-- start of RECORDED DATA --
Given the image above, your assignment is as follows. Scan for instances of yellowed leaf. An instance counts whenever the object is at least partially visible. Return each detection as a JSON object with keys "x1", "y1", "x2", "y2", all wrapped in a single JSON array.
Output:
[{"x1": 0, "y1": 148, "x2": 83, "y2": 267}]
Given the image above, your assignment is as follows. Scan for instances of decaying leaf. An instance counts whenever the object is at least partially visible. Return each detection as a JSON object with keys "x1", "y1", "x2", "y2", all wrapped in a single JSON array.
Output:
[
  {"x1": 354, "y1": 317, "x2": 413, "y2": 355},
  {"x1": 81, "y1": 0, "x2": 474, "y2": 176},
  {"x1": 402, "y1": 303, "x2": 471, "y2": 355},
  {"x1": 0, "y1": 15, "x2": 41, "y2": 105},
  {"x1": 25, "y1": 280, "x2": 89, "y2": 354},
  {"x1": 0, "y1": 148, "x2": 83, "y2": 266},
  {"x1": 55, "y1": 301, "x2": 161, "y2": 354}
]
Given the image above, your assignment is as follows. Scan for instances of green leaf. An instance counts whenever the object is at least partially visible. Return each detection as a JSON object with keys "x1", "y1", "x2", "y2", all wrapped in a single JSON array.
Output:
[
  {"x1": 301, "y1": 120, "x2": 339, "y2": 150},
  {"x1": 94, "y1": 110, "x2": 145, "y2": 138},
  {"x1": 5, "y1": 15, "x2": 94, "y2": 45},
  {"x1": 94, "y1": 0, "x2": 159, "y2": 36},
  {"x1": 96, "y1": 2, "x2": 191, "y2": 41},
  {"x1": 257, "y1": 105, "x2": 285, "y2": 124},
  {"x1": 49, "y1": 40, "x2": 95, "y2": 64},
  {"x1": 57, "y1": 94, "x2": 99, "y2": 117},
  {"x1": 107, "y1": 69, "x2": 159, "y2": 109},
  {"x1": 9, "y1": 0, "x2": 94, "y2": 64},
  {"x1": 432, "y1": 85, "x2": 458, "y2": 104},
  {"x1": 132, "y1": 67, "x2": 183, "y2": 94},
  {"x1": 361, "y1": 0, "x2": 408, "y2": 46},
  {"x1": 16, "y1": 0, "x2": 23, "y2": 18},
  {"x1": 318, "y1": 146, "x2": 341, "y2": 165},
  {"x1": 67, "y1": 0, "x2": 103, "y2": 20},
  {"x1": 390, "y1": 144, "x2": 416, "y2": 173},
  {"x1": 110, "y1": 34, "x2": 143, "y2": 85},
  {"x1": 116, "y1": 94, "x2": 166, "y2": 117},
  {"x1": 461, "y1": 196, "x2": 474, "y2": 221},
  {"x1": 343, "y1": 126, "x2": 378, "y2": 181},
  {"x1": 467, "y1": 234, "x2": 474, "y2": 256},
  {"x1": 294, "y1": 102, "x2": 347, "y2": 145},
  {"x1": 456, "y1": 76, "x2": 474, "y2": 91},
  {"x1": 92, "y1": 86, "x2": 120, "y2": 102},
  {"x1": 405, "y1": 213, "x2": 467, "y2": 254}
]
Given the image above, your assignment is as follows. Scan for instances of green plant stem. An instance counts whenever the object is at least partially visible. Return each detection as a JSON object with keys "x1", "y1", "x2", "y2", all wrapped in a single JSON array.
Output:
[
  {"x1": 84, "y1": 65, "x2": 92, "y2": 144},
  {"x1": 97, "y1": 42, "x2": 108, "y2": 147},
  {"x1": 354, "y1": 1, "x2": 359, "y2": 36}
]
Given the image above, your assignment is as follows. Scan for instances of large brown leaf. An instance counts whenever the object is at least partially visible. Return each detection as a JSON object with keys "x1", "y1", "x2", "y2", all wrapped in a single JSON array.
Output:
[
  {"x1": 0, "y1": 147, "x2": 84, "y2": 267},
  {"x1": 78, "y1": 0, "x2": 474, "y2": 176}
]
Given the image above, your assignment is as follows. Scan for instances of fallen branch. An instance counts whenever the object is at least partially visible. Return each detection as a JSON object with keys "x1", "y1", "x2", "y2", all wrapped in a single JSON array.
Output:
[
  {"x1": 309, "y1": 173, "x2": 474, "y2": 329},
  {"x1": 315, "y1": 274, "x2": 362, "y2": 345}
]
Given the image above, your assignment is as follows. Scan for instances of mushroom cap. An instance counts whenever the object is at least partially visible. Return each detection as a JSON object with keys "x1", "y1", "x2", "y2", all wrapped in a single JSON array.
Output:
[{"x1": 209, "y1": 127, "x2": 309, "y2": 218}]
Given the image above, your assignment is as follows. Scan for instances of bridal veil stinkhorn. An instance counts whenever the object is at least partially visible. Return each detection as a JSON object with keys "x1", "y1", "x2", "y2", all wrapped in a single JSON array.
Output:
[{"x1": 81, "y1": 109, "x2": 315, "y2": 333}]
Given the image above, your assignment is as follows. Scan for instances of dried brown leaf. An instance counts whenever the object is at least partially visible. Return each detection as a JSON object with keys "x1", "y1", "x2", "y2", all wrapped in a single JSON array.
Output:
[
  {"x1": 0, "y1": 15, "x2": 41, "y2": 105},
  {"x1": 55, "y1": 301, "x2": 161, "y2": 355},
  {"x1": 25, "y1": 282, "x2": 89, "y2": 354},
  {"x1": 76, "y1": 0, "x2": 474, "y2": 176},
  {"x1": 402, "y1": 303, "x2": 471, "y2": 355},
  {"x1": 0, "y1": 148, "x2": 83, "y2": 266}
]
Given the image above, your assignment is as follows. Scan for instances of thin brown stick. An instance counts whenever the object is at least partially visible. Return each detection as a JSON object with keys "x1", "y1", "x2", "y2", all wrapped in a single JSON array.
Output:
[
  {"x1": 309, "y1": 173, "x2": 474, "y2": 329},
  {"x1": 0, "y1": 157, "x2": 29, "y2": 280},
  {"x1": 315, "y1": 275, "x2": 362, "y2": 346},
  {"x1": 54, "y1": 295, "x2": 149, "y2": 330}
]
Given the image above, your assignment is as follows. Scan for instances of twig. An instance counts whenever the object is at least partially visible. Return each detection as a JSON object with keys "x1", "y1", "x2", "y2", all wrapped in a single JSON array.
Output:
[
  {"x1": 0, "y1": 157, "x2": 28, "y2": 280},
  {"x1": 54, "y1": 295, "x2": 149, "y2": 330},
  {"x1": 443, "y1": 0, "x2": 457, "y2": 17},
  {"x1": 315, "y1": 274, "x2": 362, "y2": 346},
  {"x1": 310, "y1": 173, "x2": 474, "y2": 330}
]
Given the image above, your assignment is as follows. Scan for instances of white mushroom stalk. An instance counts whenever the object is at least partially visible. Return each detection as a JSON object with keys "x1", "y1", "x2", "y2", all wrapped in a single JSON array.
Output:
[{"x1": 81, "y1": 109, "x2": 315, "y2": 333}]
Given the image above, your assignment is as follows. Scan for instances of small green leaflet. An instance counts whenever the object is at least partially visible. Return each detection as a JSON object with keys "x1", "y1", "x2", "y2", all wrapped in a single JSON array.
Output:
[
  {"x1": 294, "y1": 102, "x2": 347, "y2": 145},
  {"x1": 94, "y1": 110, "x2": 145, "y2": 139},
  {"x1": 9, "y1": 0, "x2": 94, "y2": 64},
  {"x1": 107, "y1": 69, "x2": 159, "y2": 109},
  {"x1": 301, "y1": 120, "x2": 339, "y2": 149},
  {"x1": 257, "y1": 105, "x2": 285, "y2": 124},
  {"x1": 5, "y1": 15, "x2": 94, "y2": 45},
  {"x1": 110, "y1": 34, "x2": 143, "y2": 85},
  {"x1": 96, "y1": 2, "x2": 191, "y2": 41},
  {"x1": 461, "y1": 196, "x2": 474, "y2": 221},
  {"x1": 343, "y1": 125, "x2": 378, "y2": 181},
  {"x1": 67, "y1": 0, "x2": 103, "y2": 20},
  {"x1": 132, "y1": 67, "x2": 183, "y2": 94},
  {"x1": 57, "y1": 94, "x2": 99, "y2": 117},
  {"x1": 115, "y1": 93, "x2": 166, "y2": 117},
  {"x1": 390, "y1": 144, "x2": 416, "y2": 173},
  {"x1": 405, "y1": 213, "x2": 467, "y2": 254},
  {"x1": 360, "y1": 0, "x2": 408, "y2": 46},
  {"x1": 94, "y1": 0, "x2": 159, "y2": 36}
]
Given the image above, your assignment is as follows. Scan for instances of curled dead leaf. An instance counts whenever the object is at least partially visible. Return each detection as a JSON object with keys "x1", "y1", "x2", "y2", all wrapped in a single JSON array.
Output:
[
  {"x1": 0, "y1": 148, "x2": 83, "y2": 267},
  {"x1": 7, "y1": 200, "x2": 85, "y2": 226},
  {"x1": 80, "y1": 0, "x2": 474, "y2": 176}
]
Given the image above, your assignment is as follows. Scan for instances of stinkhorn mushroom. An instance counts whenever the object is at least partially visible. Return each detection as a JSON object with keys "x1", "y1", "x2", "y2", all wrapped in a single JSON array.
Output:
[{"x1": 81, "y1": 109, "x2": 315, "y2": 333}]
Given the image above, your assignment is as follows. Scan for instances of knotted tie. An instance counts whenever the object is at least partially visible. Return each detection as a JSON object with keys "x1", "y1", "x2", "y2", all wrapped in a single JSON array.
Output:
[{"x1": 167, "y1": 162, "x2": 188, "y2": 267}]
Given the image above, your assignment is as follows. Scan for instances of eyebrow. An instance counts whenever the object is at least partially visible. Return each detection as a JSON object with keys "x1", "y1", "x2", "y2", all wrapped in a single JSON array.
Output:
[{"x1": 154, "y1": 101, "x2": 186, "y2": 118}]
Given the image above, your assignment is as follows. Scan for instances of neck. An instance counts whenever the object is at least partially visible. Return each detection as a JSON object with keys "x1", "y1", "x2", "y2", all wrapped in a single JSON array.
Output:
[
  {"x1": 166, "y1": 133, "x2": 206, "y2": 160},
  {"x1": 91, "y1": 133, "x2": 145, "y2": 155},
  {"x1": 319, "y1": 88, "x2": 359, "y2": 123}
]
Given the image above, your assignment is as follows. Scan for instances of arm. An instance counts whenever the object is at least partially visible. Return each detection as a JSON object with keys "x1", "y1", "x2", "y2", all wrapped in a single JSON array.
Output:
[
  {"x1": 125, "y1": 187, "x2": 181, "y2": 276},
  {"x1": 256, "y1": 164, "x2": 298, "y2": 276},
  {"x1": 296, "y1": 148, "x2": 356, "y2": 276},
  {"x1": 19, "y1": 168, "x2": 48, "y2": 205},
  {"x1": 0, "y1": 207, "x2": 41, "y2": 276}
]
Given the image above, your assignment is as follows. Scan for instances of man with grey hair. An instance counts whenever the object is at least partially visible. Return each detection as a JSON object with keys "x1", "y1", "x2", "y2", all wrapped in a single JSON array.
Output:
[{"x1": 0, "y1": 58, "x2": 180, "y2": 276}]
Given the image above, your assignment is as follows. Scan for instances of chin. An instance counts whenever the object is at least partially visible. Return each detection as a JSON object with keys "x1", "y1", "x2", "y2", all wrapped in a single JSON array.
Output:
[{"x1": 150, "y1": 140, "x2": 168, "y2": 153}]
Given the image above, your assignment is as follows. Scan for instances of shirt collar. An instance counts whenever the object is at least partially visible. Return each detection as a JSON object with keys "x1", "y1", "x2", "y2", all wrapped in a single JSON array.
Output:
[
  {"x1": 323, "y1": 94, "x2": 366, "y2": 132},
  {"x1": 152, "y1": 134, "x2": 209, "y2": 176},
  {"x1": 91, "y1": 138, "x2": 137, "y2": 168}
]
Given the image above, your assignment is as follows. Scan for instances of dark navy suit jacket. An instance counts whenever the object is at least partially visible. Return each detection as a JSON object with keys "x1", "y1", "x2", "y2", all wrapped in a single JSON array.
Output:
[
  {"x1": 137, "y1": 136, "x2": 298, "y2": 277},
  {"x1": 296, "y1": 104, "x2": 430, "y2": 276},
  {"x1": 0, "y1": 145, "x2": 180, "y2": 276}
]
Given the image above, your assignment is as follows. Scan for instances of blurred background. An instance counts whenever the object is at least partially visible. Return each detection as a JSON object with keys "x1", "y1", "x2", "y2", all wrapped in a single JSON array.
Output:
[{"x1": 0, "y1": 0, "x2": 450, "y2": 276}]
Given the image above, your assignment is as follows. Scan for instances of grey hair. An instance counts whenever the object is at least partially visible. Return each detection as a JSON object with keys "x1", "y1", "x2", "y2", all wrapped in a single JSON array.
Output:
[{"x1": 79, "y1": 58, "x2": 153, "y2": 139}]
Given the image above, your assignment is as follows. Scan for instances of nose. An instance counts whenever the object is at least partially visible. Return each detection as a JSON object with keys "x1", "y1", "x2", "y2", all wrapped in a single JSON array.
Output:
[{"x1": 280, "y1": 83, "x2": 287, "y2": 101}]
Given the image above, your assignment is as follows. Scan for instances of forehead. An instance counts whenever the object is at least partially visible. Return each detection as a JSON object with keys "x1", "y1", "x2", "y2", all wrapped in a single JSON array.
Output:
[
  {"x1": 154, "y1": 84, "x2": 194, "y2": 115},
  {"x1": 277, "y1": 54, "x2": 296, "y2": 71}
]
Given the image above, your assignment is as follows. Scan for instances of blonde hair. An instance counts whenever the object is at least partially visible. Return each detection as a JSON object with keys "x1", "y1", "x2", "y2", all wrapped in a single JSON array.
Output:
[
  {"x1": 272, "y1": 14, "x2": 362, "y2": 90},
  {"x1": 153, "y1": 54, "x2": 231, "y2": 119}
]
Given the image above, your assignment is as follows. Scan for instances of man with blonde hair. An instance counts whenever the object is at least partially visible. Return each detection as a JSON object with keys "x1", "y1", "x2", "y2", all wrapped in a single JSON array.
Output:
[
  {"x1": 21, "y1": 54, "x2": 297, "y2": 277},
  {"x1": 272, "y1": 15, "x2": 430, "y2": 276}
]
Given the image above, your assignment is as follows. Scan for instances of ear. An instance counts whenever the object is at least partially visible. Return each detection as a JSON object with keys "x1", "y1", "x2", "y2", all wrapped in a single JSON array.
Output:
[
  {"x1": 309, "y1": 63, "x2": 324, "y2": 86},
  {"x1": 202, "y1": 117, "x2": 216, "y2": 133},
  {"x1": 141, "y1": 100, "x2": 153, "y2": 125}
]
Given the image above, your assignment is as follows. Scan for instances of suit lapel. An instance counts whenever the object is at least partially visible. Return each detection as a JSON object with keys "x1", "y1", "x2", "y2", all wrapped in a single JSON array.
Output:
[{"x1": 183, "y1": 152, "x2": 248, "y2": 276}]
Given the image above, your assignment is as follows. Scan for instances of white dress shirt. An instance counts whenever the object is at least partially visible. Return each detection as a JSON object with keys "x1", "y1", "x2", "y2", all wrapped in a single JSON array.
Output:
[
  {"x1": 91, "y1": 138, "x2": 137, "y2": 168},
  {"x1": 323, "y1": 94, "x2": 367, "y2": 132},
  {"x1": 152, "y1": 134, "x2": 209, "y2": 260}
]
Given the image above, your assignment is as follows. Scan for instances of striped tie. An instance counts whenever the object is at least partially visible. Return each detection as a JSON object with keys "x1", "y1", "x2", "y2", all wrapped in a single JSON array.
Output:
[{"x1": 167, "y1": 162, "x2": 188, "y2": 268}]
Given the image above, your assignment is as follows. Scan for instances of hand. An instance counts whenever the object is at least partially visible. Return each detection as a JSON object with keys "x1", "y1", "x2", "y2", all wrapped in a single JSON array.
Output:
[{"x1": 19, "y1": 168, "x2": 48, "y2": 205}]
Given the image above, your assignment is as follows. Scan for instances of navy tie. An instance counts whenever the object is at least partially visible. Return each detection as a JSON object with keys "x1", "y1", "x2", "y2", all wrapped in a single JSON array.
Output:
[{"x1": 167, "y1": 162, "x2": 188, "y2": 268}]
-- end of RECORDED DATA --
● PROBLEM DETAILS:
Write out only the final block of lines, starting at the line with "instances of suit" and running to the end of the material.

● RESPONSE TO THE EXERCISE:
Given the image above, your assignment is as follows. Scan for instances of suit lapel. An instance counts whenever the object is at least partially visible. Return each detection as a JSON object with keys "x1", "y1", "x2", "y2", all wrapped in a single JSON array.
Output:
[{"x1": 183, "y1": 152, "x2": 248, "y2": 276}]
Given the image above, your assignment is as follows. Scan for instances of white dress shirt. An instance counts whenever the object is at least partially visible. Return each detection as a JSON object with keys "x1", "y1", "x2", "y2", all wrapped in a single JSON array.
Output:
[
  {"x1": 91, "y1": 138, "x2": 137, "y2": 168},
  {"x1": 323, "y1": 94, "x2": 367, "y2": 132},
  {"x1": 152, "y1": 134, "x2": 209, "y2": 260}
]
Given the image above, your assignment is as follows. Scan for instances of striped tie. An instance counts whenever the object is at least partially visible. Return each detection as a JSON object with keys "x1", "y1", "x2", "y2", all wrapped in a single JSON array.
Output:
[{"x1": 167, "y1": 162, "x2": 188, "y2": 268}]
Given the image above, your assignment is as follows. Scan for instances of hand. An instance counts whenever the object is at least partially visible. Return each detection as a JSON object with keys "x1", "y1", "x2", "y2", all wrapped in a single JSON array.
Output:
[{"x1": 19, "y1": 168, "x2": 48, "y2": 205}]
Given the image above, your assignment is as follows. Scan for instances of navy tie. An instance counts whenever the object is at least partially visible. Return each detection as a JSON object with keys "x1", "y1", "x2", "y2", all wrapped in a single JSON array.
Output:
[{"x1": 167, "y1": 162, "x2": 188, "y2": 268}]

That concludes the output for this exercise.